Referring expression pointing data
=== Begin Enclosure ===

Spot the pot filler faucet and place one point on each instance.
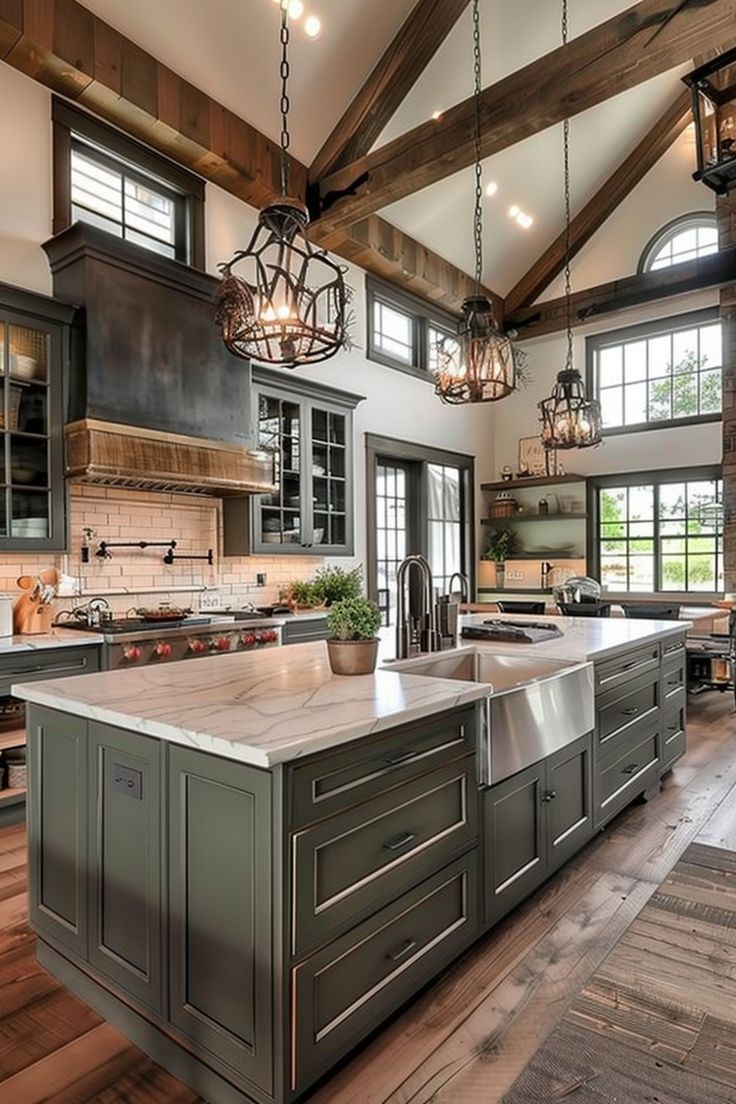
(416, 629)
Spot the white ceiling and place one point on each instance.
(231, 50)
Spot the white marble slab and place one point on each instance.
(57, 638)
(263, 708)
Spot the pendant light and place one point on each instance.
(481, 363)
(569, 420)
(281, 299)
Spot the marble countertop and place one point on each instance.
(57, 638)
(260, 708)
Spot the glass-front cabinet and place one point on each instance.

=== End Enclosure ===
=== Begin Enclosure ===

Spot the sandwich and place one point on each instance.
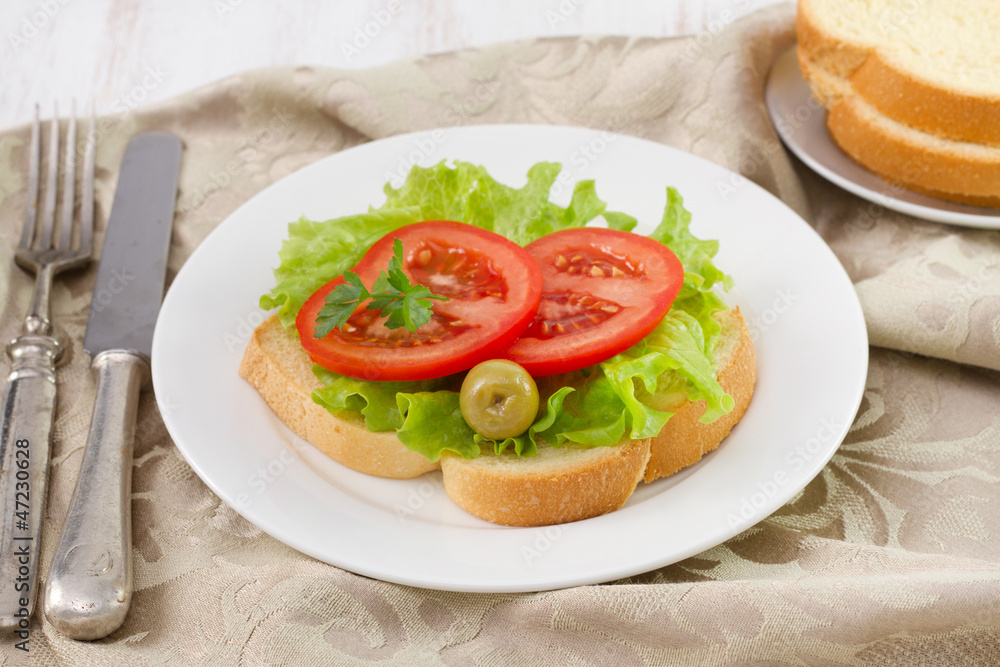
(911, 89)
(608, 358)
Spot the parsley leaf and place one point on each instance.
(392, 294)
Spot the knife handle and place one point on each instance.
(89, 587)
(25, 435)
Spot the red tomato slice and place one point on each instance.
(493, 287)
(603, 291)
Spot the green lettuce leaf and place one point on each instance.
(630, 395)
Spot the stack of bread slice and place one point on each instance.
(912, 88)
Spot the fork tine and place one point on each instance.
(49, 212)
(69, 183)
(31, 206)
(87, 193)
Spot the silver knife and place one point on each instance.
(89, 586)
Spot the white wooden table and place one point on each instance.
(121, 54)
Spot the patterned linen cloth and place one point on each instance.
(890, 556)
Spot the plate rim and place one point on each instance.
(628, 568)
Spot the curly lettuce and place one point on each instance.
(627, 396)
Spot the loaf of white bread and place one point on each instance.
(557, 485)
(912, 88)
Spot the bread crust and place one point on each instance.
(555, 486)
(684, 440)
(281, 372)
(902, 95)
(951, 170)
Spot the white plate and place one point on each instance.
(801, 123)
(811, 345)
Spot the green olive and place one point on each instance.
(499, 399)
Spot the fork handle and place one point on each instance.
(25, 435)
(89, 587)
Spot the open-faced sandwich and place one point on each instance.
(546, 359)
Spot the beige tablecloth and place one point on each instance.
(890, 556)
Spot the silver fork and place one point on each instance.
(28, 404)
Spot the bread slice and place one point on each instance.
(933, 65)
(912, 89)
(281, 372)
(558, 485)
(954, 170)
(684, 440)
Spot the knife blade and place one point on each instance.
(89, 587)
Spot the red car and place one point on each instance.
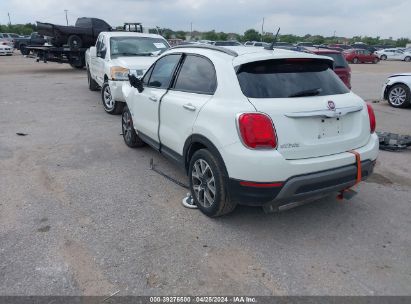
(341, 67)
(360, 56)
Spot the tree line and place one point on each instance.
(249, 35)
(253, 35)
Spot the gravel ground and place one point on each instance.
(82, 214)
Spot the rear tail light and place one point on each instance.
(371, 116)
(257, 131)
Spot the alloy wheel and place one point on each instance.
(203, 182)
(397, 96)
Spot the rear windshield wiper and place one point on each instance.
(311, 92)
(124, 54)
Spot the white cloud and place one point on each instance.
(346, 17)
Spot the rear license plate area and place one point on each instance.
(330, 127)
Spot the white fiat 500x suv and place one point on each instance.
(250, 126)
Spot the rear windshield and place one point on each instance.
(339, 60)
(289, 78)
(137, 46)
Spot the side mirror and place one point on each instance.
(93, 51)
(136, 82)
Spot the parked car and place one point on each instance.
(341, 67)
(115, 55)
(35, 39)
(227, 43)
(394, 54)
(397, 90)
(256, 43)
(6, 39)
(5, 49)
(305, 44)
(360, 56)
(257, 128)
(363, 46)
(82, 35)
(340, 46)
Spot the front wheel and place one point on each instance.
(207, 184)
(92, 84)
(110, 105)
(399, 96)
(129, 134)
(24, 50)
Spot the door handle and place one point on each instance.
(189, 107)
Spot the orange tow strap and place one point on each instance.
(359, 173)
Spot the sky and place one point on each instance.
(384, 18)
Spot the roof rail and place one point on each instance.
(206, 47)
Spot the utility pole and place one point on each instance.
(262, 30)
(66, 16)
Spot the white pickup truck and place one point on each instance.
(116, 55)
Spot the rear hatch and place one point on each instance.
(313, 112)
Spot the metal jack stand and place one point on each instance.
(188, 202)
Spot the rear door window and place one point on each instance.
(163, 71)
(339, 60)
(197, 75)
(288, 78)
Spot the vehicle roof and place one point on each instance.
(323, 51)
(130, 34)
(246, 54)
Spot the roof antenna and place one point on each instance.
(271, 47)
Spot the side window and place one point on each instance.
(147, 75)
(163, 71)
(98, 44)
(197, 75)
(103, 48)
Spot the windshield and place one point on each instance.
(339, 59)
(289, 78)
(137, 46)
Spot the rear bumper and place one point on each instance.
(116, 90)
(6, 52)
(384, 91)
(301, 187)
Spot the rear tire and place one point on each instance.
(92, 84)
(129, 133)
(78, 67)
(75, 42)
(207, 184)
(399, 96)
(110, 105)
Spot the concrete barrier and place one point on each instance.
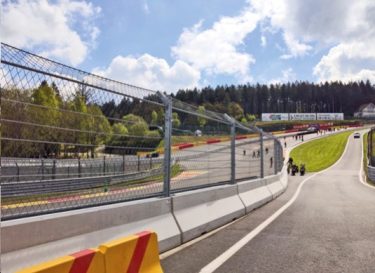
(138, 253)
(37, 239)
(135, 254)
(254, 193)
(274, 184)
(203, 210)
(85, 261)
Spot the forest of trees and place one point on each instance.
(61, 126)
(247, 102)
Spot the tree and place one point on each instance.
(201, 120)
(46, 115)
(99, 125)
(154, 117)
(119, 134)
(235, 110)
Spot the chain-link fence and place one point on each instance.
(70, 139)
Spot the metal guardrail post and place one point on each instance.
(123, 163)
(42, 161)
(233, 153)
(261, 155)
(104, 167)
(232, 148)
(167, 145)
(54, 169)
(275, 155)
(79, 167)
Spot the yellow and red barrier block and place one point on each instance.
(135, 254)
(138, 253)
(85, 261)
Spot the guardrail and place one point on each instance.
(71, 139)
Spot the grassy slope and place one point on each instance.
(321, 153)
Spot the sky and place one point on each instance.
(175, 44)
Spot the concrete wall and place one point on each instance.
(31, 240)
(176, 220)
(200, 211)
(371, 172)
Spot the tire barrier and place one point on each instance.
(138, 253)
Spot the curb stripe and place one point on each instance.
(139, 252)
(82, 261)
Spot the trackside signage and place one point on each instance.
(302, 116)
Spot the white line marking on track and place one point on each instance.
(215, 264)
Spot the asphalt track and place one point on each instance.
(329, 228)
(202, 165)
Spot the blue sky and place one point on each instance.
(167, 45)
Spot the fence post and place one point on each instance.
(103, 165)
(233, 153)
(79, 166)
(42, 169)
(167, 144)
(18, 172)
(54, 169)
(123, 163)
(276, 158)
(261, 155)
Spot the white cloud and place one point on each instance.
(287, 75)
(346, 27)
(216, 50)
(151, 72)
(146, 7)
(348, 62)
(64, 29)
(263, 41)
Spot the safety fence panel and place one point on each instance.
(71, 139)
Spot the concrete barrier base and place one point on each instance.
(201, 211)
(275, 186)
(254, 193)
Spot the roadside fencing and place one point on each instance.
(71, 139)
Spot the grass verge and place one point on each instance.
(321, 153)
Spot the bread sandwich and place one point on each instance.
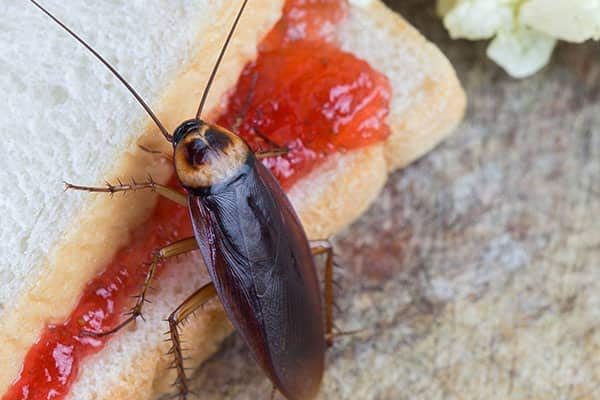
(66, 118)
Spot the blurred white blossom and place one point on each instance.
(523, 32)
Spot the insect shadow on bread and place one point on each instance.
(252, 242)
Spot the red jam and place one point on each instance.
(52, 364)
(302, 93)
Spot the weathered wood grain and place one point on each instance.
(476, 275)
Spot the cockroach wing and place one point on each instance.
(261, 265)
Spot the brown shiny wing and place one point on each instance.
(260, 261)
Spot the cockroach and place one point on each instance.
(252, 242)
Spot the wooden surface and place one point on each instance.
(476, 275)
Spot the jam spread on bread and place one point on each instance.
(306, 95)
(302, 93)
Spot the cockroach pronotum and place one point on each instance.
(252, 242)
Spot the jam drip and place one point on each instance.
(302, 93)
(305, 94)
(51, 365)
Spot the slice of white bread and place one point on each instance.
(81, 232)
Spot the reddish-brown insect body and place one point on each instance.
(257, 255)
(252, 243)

=== End Enclosure ===

_Activity_
Leaving every picture aside, reproduce exactly the lines above from the one with "Spot the pot" up to and including the one with "Spot the glass-front", and no others.

_Your response_
Spot the pot filler faucet and place one point on each instance.
(416, 629)
Spot the white ceiling and place one point on each instance.
(231, 50)
Spot the white marble slab and place one point on each instance.
(57, 638)
(263, 708)
Spot the pendant light and place one point on each instance.
(481, 363)
(569, 420)
(281, 299)
Spot the marble countertop and place one point on each instance.
(57, 638)
(260, 708)
Spot the glass-front cabinet and place one point on each instance.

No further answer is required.